__Task objective__: Reproduce the records starting at the beginning and ending at the line that contains "[0,100,366,154]", substituting "misty distant ridge" for "hazy distant hill" and leaving everything else unchanged. Omit the pictures.

Portion of a data file
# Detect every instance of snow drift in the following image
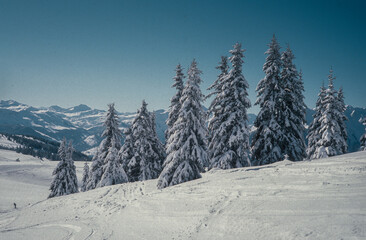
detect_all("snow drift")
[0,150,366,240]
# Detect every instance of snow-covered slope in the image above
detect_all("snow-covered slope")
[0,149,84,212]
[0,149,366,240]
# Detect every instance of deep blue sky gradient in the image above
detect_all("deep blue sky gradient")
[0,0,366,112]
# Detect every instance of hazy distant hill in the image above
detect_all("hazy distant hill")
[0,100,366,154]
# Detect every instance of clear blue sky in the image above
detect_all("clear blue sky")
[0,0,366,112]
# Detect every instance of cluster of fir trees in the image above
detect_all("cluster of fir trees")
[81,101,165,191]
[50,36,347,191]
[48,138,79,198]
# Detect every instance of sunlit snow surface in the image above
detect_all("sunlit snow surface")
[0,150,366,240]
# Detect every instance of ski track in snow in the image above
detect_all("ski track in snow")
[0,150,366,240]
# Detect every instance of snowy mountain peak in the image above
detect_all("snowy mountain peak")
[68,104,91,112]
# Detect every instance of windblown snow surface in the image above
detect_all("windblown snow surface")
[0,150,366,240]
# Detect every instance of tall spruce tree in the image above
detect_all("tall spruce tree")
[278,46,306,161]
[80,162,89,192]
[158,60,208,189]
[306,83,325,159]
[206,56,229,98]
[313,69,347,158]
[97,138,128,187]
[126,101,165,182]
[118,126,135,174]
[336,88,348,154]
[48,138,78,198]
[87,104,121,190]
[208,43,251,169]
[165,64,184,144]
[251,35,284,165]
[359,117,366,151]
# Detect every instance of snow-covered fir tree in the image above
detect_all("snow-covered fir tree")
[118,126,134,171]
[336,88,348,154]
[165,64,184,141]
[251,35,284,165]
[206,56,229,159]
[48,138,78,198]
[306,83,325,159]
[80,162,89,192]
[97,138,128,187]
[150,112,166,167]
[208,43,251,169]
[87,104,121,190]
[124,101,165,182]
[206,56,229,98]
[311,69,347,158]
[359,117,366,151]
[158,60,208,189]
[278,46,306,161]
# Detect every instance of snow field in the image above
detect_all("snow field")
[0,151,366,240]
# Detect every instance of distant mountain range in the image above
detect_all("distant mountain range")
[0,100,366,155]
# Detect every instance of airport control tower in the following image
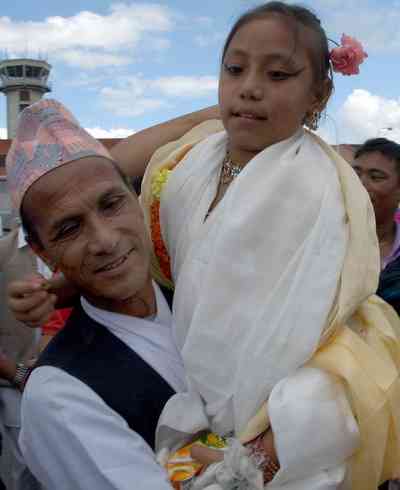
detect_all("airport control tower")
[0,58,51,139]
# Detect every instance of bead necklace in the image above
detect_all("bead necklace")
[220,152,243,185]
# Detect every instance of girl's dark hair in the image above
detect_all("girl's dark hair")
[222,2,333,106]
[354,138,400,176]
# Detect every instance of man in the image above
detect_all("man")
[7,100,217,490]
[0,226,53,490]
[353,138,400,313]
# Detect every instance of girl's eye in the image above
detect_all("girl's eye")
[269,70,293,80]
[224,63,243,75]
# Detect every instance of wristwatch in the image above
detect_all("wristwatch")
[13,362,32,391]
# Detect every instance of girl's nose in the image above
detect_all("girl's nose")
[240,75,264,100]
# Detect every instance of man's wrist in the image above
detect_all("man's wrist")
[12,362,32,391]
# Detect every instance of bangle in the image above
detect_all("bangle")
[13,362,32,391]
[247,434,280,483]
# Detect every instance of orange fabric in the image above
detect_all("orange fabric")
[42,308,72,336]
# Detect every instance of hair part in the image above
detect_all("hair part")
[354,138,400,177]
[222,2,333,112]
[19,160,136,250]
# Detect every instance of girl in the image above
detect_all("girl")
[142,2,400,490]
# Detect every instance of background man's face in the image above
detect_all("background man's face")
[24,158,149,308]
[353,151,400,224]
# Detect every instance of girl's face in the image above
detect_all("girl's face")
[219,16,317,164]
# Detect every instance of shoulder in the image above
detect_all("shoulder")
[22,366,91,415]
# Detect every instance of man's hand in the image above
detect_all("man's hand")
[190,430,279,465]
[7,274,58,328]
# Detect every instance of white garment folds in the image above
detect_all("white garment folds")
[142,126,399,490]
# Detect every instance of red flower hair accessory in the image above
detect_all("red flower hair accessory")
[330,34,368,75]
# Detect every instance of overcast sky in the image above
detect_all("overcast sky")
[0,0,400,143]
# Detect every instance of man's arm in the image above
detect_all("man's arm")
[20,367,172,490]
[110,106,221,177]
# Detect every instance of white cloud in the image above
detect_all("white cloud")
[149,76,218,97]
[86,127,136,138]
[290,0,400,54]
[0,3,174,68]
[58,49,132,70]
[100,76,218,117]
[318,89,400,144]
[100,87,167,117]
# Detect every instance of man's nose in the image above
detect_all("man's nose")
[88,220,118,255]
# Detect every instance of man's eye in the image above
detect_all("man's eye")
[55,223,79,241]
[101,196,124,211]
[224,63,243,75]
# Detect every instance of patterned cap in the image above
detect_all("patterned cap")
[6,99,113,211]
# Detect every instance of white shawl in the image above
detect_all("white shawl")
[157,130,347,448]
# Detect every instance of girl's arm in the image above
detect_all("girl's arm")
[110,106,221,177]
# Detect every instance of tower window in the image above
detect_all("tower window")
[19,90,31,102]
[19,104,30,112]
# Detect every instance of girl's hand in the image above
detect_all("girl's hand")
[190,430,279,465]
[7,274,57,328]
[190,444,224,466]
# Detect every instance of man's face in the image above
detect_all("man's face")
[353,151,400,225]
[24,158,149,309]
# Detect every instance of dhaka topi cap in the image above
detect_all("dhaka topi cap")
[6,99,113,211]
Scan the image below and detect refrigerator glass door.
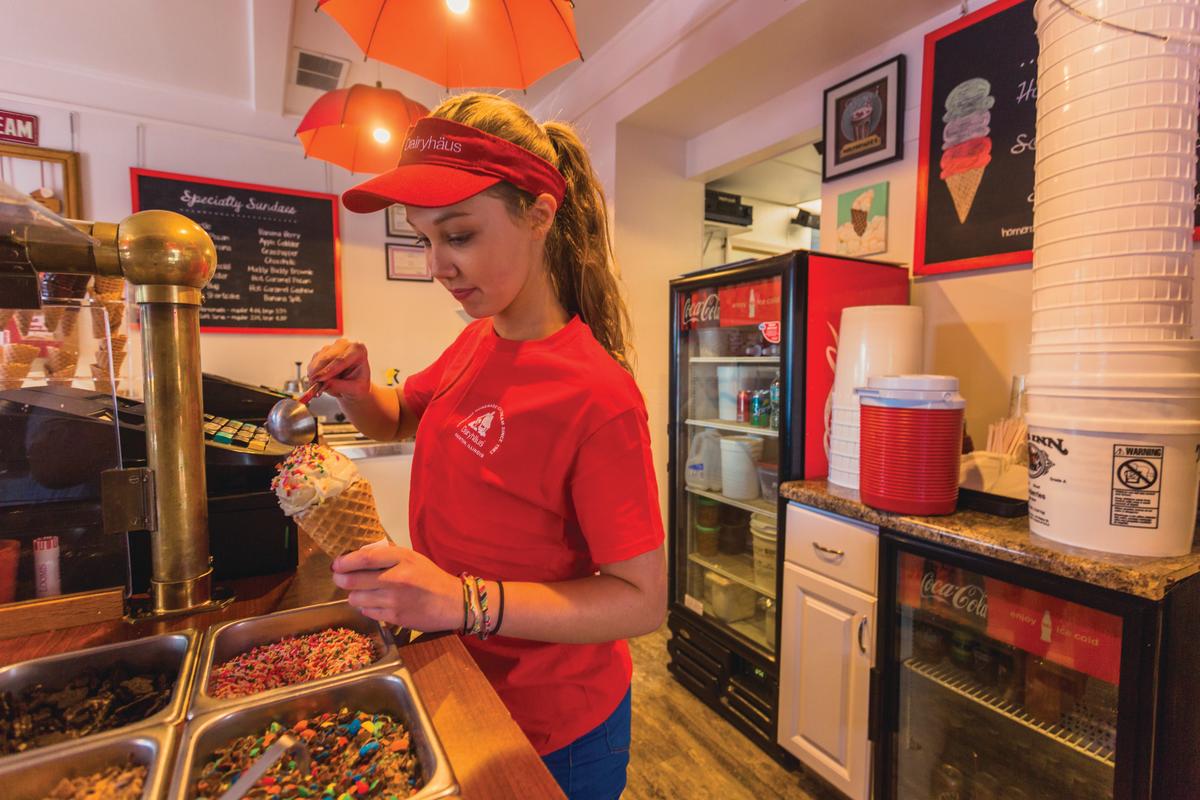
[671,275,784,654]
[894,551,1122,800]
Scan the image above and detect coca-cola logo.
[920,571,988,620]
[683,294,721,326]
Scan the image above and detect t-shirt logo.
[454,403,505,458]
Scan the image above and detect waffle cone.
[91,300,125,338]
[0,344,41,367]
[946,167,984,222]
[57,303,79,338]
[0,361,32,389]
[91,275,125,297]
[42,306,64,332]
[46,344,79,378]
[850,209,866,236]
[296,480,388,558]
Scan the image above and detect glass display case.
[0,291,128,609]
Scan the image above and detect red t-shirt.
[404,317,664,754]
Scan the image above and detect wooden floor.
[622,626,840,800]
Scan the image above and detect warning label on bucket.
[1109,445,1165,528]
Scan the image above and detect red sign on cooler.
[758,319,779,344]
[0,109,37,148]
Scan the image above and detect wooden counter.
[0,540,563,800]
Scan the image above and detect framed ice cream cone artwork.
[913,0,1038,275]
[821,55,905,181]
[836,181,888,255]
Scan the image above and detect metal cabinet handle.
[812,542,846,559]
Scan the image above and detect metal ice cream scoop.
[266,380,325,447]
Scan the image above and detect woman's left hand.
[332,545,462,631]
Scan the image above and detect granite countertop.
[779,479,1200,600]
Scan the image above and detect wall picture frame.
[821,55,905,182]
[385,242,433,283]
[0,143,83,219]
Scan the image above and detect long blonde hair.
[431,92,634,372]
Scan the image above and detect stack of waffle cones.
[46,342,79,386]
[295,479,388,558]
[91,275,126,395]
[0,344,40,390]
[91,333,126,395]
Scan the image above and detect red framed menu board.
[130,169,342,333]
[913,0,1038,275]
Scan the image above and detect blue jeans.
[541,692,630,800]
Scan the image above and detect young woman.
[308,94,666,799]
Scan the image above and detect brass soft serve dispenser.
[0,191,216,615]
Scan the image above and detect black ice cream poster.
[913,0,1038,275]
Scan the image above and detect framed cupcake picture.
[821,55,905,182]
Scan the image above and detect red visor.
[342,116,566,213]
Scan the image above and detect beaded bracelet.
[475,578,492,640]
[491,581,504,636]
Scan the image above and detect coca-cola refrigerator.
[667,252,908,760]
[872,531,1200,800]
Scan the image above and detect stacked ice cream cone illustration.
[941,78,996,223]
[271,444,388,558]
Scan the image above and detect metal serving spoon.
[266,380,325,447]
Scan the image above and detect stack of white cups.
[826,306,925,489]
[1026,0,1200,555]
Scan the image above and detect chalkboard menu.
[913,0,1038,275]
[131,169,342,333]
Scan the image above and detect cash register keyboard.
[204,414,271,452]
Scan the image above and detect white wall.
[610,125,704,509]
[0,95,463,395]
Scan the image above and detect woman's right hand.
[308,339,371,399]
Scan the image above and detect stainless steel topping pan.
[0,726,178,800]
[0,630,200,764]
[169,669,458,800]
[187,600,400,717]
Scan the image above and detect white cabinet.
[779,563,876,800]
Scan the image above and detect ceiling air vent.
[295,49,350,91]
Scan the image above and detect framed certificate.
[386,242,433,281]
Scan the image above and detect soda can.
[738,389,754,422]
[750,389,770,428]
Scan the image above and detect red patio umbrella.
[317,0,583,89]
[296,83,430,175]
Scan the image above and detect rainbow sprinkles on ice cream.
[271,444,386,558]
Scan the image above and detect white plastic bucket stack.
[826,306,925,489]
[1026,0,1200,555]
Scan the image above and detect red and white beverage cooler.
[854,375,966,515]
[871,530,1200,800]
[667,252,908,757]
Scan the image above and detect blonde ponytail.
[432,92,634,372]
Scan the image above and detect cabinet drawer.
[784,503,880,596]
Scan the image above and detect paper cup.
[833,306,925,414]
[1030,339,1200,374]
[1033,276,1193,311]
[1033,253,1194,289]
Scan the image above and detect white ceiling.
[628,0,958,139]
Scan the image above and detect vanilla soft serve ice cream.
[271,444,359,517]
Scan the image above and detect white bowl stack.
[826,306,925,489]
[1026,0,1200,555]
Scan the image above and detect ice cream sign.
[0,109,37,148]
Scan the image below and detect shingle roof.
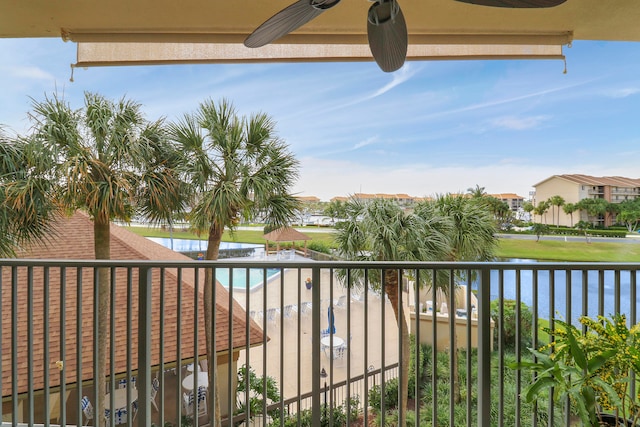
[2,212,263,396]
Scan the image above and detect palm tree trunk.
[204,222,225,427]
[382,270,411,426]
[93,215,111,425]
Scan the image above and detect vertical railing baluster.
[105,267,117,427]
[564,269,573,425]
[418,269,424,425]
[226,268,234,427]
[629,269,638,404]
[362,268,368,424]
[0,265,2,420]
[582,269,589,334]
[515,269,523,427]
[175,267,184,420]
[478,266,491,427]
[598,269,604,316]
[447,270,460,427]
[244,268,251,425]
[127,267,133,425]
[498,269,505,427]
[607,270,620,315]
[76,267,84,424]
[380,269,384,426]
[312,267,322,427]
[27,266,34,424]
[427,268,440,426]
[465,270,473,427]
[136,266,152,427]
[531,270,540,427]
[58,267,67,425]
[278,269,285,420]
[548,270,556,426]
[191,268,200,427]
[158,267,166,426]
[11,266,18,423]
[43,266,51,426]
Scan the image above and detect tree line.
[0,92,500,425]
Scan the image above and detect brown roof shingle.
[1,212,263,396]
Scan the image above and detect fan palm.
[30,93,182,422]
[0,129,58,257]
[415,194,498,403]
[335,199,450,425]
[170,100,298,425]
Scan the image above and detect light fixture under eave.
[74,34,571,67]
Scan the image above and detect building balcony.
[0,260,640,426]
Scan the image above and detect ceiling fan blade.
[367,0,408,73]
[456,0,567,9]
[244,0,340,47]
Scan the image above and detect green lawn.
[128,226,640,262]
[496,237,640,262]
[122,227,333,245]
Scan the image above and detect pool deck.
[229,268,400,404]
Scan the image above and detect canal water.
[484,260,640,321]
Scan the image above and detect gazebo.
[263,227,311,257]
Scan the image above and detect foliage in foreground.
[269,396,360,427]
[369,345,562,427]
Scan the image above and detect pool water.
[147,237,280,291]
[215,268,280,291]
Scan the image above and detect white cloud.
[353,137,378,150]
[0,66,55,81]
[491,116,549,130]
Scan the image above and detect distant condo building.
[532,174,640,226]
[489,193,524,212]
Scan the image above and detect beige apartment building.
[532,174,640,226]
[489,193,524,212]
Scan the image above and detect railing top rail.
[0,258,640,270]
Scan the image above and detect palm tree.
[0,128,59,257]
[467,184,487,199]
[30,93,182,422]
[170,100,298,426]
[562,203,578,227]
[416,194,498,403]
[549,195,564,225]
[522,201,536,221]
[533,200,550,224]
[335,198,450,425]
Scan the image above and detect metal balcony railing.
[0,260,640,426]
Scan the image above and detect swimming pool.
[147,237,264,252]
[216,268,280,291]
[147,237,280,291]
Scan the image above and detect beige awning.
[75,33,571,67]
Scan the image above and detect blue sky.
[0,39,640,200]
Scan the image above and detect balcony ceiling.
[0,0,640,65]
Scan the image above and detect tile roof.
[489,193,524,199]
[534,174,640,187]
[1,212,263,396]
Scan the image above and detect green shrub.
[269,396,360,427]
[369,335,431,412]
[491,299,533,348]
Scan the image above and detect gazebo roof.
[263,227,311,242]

__Complete response__:
# Detect every instance of snow drift in the following image
detect_all("snow drift")
[0,150,366,240]
# Detect every instance of snow-covered slope in the image above
detect_all("snow-covered slope")
[0,149,84,212]
[0,149,366,240]
# Detect every instance of deep blue sky gradient in the image above
detect_all("deep blue sky gradient")
[0,0,366,112]
# Detect every instance of misty distant ridge in the image above
detect_all("misty distant ridge")
[0,100,366,154]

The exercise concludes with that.